#### REQUIREMENT
Repeat precisely, and only, the lines between the line containing "Put a single dot on each instance of the black subwoofer" and the end of the listing below, both ends included.

————————

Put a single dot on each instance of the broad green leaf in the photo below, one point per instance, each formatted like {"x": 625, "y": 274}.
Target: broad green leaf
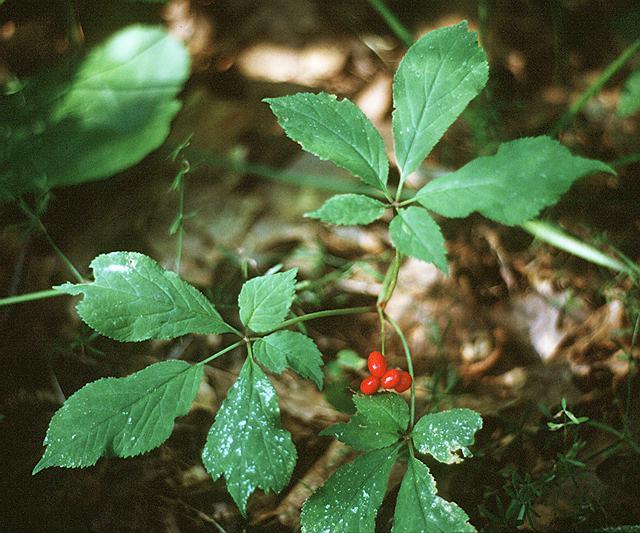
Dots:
{"x": 246, "y": 443}
{"x": 380, "y": 421}
{"x": 133, "y": 299}
{"x": 349, "y": 209}
{"x": 120, "y": 416}
{"x": 413, "y": 232}
{"x": 436, "y": 79}
{"x": 336, "y": 130}
{"x": 350, "y": 498}
{"x": 265, "y": 301}
{"x": 444, "y": 434}
{"x": 419, "y": 508}
{"x": 629, "y": 101}
{"x": 512, "y": 186}
{"x": 290, "y": 349}
{"x": 116, "y": 109}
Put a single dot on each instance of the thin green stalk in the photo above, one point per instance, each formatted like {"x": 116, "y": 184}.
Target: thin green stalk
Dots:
{"x": 221, "y": 353}
{"x": 323, "y": 314}
{"x": 619, "y": 434}
{"x": 38, "y": 223}
{"x": 595, "y": 87}
{"x": 30, "y": 297}
{"x": 556, "y": 237}
{"x": 407, "y": 353}
{"x": 400, "y": 30}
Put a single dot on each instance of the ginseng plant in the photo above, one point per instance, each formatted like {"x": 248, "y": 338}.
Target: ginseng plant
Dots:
{"x": 133, "y": 299}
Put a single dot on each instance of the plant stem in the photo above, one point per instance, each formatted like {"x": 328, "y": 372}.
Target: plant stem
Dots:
{"x": 220, "y": 353}
{"x": 595, "y": 87}
{"x": 400, "y": 30}
{"x": 407, "y": 353}
{"x": 326, "y": 313}
{"x": 38, "y": 223}
{"x": 556, "y": 237}
{"x": 29, "y": 297}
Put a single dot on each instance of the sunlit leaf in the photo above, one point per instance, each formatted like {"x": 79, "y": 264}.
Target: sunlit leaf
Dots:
{"x": 134, "y": 299}
{"x": 413, "y": 232}
{"x": 445, "y": 434}
{"x": 265, "y": 301}
{"x": 349, "y": 209}
{"x": 380, "y": 421}
{"x": 246, "y": 443}
{"x": 512, "y": 186}
{"x": 350, "y": 498}
{"x": 120, "y": 416}
{"x": 419, "y": 508}
{"x": 436, "y": 79}
{"x": 290, "y": 349}
{"x": 336, "y": 130}
{"x": 116, "y": 108}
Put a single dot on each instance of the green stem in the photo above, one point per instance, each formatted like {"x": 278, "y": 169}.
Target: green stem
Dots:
{"x": 619, "y": 434}
{"x": 407, "y": 353}
{"x": 595, "y": 87}
{"x": 40, "y": 295}
{"x": 220, "y": 353}
{"x": 556, "y": 237}
{"x": 38, "y": 223}
{"x": 322, "y": 314}
{"x": 400, "y": 30}
{"x": 390, "y": 280}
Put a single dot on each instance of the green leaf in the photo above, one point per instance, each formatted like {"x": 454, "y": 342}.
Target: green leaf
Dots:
{"x": 436, "y": 79}
{"x": 349, "y": 209}
{"x": 290, "y": 349}
{"x": 134, "y": 299}
{"x": 512, "y": 186}
{"x": 116, "y": 109}
{"x": 265, "y": 301}
{"x": 629, "y": 101}
{"x": 413, "y": 232}
{"x": 444, "y": 434}
{"x": 120, "y": 416}
{"x": 336, "y": 130}
{"x": 350, "y": 498}
{"x": 246, "y": 443}
{"x": 381, "y": 420}
{"x": 419, "y": 508}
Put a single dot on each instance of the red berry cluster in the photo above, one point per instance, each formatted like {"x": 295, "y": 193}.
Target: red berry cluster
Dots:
{"x": 394, "y": 378}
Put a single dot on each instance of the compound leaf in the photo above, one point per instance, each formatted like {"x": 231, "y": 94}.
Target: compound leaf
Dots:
{"x": 380, "y": 421}
{"x": 513, "y": 185}
{"x": 290, "y": 349}
{"x": 413, "y": 232}
{"x": 349, "y": 209}
{"x": 265, "y": 301}
{"x": 246, "y": 443}
{"x": 436, "y": 79}
{"x": 120, "y": 416}
{"x": 444, "y": 434}
{"x": 116, "y": 109}
{"x": 336, "y": 130}
{"x": 350, "y": 498}
{"x": 629, "y": 101}
{"x": 419, "y": 508}
{"x": 133, "y": 299}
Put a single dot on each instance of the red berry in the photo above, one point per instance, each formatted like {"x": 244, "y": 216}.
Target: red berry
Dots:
{"x": 377, "y": 364}
{"x": 405, "y": 381}
{"x": 390, "y": 378}
{"x": 369, "y": 385}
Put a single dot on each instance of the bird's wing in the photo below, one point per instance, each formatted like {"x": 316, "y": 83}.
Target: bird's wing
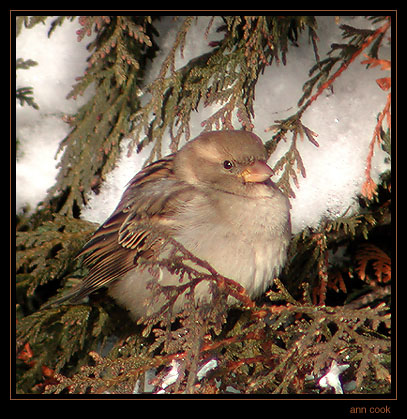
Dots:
{"x": 147, "y": 206}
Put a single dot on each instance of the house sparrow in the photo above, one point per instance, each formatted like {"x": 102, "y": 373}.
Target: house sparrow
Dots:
{"x": 214, "y": 197}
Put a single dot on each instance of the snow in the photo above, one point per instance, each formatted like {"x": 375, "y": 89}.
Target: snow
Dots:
{"x": 344, "y": 119}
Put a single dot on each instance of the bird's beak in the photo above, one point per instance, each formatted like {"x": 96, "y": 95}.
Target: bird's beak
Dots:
{"x": 259, "y": 171}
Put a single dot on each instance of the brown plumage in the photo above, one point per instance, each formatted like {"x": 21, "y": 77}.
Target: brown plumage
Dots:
{"x": 215, "y": 197}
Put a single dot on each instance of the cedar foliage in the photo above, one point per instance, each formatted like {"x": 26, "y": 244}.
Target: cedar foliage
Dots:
{"x": 325, "y": 310}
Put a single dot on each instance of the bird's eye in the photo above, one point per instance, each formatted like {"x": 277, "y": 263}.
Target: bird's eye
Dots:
{"x": 227, "y": 164}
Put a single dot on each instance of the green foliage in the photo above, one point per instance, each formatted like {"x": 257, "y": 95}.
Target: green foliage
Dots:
{"x": 119, "y": 52}
{"x": 334, "y": 304}
{"x": 47, "y": 253}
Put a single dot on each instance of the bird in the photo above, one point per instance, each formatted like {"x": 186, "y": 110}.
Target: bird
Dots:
{"x": 214, "y": 196}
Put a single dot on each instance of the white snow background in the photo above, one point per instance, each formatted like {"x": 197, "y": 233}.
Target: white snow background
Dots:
{"x": 343, "y": 119}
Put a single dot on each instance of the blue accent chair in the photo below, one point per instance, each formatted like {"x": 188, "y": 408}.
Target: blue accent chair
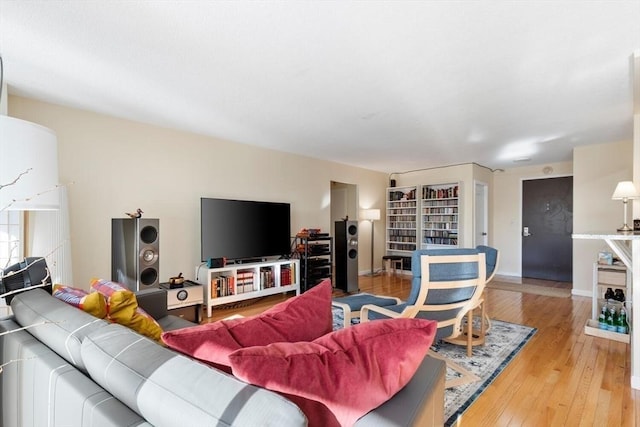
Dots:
{"x": 447, "y": 284}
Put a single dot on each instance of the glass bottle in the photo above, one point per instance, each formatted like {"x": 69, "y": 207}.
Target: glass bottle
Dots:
{"x": 622, "y": 327}
{"x": 602, "y": 318}
{"x": 609, "y": 294}
{"x": 611, "y": 319}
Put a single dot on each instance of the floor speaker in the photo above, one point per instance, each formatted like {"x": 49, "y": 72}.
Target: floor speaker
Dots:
{"x": 346, "y": 255}
{"x": 135, "y": 252}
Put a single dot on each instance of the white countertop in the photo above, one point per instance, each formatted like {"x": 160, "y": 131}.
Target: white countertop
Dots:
{"x": 607, "y": 235}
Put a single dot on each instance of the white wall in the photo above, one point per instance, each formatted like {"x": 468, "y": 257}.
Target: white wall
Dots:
{"x": 597, "y": 169}
{"x": 114, "y": 166}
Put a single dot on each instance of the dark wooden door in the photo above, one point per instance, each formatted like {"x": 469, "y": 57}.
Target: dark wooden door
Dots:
{"x": 547, "y": 224}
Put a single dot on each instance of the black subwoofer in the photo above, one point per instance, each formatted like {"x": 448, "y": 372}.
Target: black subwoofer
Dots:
{"x": 346, "y": 255}
{"x": 135, "y": 252}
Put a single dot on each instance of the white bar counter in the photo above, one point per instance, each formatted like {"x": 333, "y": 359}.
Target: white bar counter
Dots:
{"x": 627, "y": 247}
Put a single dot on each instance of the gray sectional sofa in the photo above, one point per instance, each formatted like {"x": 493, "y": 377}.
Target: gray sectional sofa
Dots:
{"x": 77, "y": 370}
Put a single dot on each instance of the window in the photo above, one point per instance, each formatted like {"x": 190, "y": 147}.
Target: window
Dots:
{"x": 11, "y": 237}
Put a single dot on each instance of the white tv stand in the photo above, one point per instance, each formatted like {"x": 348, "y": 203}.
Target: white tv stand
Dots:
{"x": 238, "y": 282}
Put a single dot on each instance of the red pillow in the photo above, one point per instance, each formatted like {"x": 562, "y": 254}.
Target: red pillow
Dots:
{"x": 339, "y": 377}
{"x": 301, "y": 318}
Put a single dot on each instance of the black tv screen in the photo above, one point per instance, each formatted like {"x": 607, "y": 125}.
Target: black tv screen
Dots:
{"x": 244, "y": 229}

————————

#### RESULT FOR THIS TASK
Put a single dot on each instance of the black subwoofer in the photo above, one point per instance, each formatted like {"x": 448, "y": 372}.
Target: black subwoofer
Dots:
{"x": 346, "y": 255}
{"x": 135, "y": 252}
Put a single dot on each instance of the white bar counter in the photo above, one point per instance, each formatted like {"x": 333, "y": 359}.
Target: white bar counter
Dots:
{"x": 627, "y": 247}
Put a single dot on each instance of the gray sectional sofa in the photo above, one point per instance, each formatted like {"x": 493, "y": 377}.
Target: gray sectional sofa
Dots:
{"x": 77, "y": 370}
Put a single dot on each instance of the window in the photo above, one point per instance, each formatted like {"x": 190, "y": 147}.
Target: window
Dots:
{"x": 11, "y": 237}
Put a single dot on each instance of the white tv stand in the photo above, one point per instance, each formatted like {"x": 348, "y": 203}.
Target: white tv stand
Dots:
{"x": 238, "y": 282}
Put a single dot on each instance of the red pillow in the photo above, one point per instance, each formatted like {"x": 562, "y": 254}.
Target: red pillow
Dots:
{"x": 339, "y": 377}
{"x": 301, "y": 318}
Put a single dot on each instance of the black tv screen in the photo above, one point per instance, each formatted like {"x": 607, "y": 125}.
Target: black tv screen
Dots:
{"x": 244, "y": 229}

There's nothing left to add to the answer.